__Document segment__:
-------

Column: Shadowy data brokers make the most of their invisibility cloak
It shouldn’t surprise anyone that businesses use “secret” scores to grade consumers on a variety of factors, including creditworthiness and likelihood of declaring bankruptcy.
It’s been known for years that such scores exist. The New York Times highlighted the practice Monday with a look at one person’s score.
But the more insidious part of the equation is the largely unregulated industry of data brokers that make billions of dollars annually buying and selling people’s personal information — your information, not to put too fine a point on it.
Without these companies, there’d be no secret scores. They are the root of the problem.
“We have an entire data-collecting, data-sharing industry operating in the shadows,” said Dylan Gilbert, policy counsel for the advocacy group Public Knowledge. “The average consumer has no idea these companies even exist, let alone what their names might be.”
This is a big deal. As Harry Potter learned with his invisibility cloak, you can get up to all manner of mischief if no one can see you.
“If people have no idea what’s happening with their data,” Gilbert told me, “they have no way of truly protecting their privacy.”
That may finally be changing.
California Gov. Gavin Newsom last month signed into law a bill — AB 1202 — that requires data brokers to register with the state attorney general. Their names and contact information for the first time will be available to the public.
The data broker directory is among California’s sweeping privacy safeguards that take effect Jan. 1. Only one other state, Vermont, has similarly shined a light on data brokers.
At the federal level, lawmakers are considering the Data Broker List Act, which would create a national registry overseen by the Federal Trade Commission.
The bill has bipartisan backing. It was introduced by Sen. Gary Peters, a Michigan Democrat, and Sen. Martha McSally, an Arizona Republican.
However, Gilbert at Public Knowledge said he doesn’t expect the legislation to get anywhere amid the current focus on impeachment proceedings. Moreover, many privacy experts say the legislation doesn’t go far enough.
Michael Zimmer, an associate professor of computer science at Marquette University, called the federal bill “helpful but woefully inadequate.”
“Consumers really need meaningful regulation of data brokers,” he said. “They need the ability to access and correct their profiles, to limit how they may be used ... or to opt out completely.”

-------

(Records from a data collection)
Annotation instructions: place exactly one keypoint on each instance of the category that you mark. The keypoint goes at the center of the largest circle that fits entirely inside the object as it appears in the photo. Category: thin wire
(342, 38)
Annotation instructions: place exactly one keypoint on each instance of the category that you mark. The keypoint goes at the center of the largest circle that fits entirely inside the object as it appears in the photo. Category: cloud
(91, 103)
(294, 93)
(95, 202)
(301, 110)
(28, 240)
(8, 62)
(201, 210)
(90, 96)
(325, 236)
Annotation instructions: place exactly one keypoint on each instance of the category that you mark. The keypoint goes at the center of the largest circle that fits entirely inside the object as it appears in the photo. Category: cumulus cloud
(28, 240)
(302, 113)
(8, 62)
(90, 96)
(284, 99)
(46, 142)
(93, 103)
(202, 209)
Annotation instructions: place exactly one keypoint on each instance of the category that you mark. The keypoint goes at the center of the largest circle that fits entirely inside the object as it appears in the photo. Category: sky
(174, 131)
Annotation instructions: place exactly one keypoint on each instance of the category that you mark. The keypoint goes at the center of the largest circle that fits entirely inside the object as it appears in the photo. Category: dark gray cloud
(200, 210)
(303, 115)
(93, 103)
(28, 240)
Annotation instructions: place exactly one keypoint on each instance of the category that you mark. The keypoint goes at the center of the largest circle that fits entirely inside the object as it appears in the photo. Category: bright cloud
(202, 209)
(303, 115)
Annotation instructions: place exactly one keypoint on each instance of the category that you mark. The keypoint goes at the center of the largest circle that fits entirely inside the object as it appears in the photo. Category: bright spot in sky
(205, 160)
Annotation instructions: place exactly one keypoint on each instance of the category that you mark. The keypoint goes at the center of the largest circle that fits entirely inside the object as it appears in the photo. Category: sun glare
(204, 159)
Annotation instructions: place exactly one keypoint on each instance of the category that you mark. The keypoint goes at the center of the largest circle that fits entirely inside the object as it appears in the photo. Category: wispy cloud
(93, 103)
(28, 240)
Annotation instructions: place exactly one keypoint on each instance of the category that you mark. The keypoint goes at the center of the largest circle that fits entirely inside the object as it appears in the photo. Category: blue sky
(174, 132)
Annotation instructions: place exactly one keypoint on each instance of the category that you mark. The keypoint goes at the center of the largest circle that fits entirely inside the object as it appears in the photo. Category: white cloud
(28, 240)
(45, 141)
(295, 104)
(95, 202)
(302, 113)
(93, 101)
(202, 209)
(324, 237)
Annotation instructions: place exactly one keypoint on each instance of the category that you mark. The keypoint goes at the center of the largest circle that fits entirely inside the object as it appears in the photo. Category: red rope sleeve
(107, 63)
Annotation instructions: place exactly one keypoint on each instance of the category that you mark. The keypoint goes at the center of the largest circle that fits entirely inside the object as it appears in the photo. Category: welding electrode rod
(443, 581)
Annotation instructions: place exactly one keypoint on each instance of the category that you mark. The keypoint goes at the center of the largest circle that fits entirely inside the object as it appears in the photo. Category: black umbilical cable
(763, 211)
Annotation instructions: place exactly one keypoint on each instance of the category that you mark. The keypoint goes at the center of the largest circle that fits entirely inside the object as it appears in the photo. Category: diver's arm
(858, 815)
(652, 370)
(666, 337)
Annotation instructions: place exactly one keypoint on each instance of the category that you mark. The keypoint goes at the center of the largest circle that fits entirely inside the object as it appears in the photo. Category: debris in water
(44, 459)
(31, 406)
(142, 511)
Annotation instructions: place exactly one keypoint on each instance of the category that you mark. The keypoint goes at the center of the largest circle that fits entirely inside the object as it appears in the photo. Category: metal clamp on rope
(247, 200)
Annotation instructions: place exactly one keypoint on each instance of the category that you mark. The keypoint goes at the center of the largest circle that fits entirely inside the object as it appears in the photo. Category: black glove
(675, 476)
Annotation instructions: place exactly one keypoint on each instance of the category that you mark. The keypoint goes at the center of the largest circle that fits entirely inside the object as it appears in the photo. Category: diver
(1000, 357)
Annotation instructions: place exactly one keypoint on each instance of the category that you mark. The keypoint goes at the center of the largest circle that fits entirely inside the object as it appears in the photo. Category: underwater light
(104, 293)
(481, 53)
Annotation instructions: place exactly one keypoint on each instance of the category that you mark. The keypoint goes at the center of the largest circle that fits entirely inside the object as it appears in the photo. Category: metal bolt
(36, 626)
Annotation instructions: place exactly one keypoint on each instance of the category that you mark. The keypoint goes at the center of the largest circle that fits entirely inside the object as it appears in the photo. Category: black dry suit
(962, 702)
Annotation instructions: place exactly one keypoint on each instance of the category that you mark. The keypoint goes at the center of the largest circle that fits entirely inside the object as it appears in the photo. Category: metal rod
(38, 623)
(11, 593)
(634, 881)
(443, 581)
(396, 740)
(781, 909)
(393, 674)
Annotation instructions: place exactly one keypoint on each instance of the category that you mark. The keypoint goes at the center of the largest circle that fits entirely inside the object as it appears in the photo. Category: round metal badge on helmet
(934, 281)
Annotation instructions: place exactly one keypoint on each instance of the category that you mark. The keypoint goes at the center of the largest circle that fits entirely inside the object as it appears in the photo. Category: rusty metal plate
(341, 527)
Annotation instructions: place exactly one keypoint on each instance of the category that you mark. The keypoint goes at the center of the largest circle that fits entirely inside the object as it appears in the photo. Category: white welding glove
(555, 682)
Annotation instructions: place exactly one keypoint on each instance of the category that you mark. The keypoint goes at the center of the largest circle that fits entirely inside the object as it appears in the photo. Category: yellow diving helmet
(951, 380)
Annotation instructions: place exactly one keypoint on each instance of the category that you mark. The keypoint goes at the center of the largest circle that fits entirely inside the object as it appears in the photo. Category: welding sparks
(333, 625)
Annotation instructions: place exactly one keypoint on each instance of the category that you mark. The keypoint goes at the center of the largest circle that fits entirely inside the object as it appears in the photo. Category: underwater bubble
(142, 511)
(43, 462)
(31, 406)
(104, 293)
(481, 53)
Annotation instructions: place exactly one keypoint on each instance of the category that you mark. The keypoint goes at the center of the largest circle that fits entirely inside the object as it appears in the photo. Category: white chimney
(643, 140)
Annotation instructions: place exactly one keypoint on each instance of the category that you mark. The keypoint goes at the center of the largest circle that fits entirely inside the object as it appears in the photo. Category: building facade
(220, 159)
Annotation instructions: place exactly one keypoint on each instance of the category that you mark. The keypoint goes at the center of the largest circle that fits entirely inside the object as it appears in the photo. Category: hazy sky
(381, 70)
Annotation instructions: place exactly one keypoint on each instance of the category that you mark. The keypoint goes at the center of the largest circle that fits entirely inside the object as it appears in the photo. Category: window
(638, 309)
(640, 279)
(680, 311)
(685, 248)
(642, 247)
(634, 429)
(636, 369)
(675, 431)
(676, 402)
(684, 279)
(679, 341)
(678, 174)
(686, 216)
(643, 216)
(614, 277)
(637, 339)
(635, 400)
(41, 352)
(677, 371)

-------

Pick up the column on data brokers after its last paragraph and carry it on.

__Result for this task__:
The danger of not knowing what’s behind the industry’s invisibility cloak was a theme that came up repeatedly in my conversations with privacy experts.
“The more data a company has on you, the more they are able to create a complete digital picture of who you are, and exploit that in a variety of means,” said Jordan Fischer, a law professor at Drexel University.
The data broker industry is believed to be worth about $200 billion. Some of the biggest players are known to all, such as the credit bureaus Experian, Equifax and TransUnion, which maintain files on millions of Americans.
Others are smaller, quieter firms that specialize in gathering people’s personal information from public and private sources, and making it available to other companies for marketing, employment, financial and other purposes.
“Creating a list of data brokers is a first step in helping consumers know who these actors are, but that does nothing to constrain their practices,” said Jen King, director of privacy at Stanford Law School’s Center for Internet and Society.
California’s new privacy law will allow consumers to instruct companies to delete their personal information and to opt out of having their information shared.
That means you’ll be able to contact your phone or cable company, say, and tell them to no longer make your personal info available to others. The law applies to any company doing business in the state.
Privacy experts I spoke with said it’s unclear at this point whether you’d be able to contact every firm listed on the state’s pending directory of data brokers and similarly tell them to knock it off.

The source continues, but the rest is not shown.